• What the exercise asks: Exact reproduction of the following data is required.

• Exercise materials:
[Start of Attachment]

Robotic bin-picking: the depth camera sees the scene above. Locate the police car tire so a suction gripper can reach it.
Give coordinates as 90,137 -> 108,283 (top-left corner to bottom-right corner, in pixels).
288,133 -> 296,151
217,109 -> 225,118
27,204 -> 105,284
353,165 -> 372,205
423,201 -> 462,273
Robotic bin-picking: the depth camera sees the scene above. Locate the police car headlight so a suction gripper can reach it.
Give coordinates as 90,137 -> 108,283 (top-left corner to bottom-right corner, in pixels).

[End of Attachment]

• Written solution:
Robotic bin-picking: the depth camera sees the scene above. Locate the police car tire so a suction gripper can reach it.
Give coordinates as 90,137 -> 108,283 (top-left corner to bottom-right corner, in pixels).
288,133 -> 296,151
217,109 -> 225,118
27,204 -> 105,284
353,165 -> 372,205
423,201 -> 462,273
Robotic bin-picking: the depth camera sees the scene above. Locate the police car headlight so a suction gripper can reach it.
Give coordinates as 90,137 -> 108,283 (top-left corner to bottom-right corner, in pixels).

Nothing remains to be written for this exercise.